* **Set problem**: From the entries below, extract each line that contains the string "front".

:: Listed entries ::

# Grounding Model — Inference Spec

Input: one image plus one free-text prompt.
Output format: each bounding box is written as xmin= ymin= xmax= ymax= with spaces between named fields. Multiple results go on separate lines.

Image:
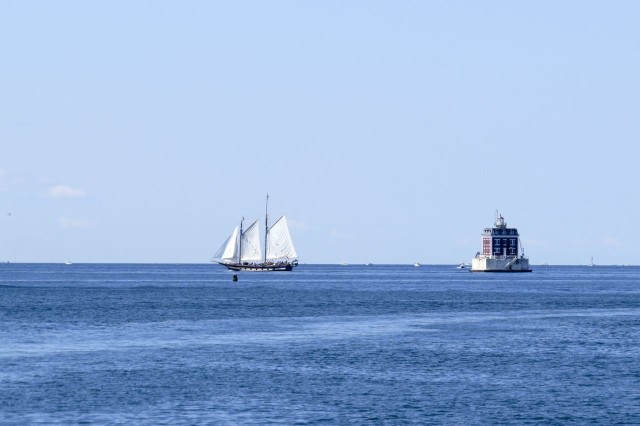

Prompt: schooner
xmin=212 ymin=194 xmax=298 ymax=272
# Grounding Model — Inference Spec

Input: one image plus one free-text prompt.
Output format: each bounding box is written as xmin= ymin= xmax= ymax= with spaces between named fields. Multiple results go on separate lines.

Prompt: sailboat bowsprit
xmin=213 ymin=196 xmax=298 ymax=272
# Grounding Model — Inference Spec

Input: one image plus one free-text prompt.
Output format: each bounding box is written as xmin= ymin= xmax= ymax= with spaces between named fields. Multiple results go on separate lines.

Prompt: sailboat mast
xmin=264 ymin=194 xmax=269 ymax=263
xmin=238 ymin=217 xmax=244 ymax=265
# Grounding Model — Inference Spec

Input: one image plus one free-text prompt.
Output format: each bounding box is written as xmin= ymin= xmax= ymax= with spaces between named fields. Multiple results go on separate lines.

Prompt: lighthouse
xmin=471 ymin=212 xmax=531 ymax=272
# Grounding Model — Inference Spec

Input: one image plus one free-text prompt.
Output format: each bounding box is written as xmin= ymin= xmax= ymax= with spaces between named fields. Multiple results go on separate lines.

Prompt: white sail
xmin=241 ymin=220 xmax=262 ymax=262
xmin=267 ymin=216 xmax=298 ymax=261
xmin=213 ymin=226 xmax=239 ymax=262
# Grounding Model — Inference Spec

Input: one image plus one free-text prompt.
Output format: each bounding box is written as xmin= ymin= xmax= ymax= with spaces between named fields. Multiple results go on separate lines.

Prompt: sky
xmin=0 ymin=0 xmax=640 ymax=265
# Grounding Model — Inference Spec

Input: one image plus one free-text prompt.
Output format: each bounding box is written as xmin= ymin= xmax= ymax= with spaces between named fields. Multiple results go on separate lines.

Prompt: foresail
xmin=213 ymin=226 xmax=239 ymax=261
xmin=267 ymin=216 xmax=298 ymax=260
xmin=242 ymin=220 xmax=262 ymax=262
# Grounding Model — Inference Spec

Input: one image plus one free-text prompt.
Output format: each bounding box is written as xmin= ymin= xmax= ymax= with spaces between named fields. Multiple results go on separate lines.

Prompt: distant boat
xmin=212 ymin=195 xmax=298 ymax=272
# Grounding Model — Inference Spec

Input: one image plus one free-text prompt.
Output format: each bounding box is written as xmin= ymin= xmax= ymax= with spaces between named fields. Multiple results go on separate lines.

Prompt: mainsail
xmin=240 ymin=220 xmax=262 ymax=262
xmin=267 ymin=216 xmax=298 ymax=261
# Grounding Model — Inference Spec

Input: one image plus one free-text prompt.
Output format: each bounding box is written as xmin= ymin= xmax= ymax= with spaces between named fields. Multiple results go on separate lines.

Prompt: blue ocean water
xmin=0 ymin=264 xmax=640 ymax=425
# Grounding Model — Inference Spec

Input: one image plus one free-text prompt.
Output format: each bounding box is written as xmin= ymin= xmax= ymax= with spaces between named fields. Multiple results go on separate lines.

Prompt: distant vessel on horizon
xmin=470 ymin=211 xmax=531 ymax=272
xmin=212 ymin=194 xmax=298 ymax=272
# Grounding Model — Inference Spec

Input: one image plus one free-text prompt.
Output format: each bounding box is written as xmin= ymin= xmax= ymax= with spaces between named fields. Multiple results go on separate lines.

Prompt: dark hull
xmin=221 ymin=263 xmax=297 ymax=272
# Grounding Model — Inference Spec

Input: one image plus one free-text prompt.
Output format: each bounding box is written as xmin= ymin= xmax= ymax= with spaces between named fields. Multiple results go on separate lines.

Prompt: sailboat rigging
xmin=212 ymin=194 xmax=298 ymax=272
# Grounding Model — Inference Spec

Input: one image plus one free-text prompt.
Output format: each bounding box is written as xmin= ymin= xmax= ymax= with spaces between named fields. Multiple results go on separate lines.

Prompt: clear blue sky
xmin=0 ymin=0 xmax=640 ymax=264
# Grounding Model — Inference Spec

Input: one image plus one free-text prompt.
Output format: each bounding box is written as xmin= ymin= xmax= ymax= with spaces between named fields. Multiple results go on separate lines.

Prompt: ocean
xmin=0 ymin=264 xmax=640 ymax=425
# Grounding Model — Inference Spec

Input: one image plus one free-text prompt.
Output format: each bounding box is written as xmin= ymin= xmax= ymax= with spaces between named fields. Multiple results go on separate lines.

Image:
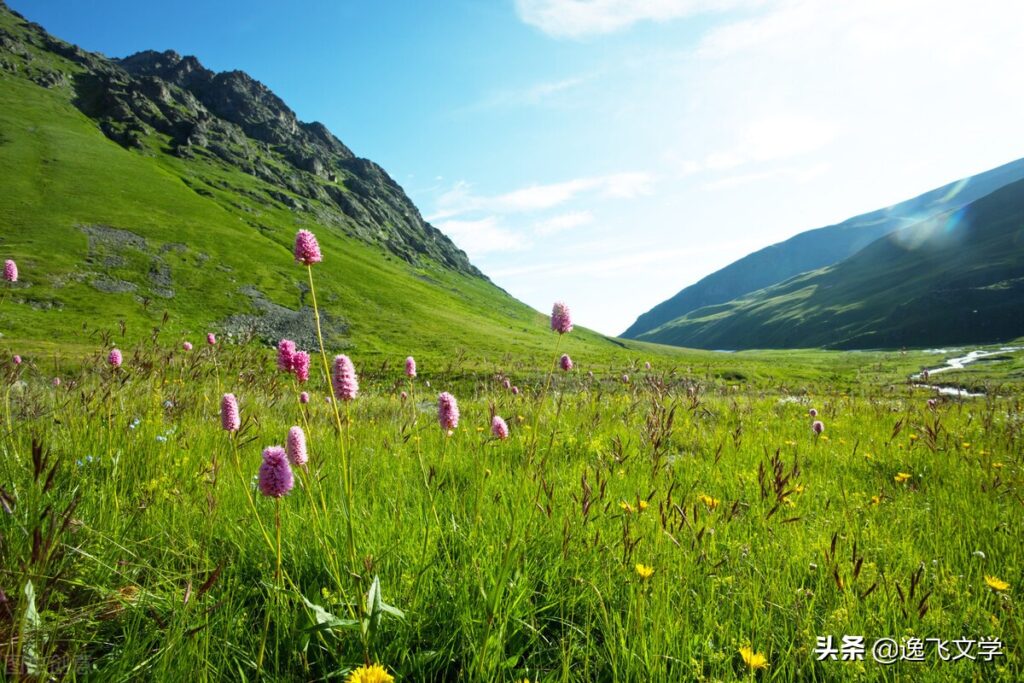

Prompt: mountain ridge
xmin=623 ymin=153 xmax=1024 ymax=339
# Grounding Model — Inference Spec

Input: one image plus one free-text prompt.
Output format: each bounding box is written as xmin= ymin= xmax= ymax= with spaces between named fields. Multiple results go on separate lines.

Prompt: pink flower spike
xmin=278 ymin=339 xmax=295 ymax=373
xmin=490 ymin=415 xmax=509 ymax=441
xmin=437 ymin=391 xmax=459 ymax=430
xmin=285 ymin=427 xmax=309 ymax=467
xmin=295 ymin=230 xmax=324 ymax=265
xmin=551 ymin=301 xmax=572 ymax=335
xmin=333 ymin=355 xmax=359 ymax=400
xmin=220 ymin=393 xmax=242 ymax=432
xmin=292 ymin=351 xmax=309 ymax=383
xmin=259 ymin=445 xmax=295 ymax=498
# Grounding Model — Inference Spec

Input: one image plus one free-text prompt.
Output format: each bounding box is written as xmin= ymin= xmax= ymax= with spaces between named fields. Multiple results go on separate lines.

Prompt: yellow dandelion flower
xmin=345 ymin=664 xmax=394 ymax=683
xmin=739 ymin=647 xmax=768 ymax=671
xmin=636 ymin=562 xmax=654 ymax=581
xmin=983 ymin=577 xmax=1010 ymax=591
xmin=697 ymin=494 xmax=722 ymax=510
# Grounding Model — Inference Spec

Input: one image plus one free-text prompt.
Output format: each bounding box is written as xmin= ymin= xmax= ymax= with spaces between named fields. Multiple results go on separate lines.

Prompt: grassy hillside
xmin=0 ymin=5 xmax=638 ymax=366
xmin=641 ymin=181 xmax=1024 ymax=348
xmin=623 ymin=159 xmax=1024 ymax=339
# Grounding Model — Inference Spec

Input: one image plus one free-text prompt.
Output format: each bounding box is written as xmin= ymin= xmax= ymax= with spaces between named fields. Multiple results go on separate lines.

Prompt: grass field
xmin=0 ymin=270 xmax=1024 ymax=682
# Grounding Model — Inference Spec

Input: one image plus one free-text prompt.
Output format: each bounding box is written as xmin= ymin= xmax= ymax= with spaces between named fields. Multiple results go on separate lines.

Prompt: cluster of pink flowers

:::
:: Listed entries ::

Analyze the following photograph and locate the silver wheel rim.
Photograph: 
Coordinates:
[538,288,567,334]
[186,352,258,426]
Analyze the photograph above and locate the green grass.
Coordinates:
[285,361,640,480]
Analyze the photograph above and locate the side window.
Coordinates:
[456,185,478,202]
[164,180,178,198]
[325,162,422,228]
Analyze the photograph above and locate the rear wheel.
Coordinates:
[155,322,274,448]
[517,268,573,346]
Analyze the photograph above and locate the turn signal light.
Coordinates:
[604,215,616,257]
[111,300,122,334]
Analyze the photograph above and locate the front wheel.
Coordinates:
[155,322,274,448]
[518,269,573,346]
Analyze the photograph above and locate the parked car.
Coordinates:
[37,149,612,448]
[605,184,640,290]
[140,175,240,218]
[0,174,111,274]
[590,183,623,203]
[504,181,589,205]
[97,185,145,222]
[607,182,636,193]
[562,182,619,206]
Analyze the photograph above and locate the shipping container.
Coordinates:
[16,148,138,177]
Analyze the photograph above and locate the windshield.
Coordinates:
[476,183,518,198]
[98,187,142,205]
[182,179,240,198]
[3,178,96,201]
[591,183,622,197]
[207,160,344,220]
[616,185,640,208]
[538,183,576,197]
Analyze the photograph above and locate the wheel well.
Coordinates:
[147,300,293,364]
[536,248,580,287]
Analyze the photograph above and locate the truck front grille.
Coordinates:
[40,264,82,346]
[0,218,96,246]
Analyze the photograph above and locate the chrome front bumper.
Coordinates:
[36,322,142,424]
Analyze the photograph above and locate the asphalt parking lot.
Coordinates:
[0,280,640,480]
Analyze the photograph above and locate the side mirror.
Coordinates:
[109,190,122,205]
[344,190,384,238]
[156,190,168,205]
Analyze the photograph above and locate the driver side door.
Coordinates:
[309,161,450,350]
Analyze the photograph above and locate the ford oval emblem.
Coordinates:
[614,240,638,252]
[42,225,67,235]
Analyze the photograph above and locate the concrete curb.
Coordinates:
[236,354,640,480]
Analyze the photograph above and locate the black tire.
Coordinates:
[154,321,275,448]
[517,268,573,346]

:::

* **Exercise response**:
Analyze the photograph above and locate the front wheel.
Analyze the photograph above and locate the truck front grille.
Analyze the photograph above and locate the chrome front bumper.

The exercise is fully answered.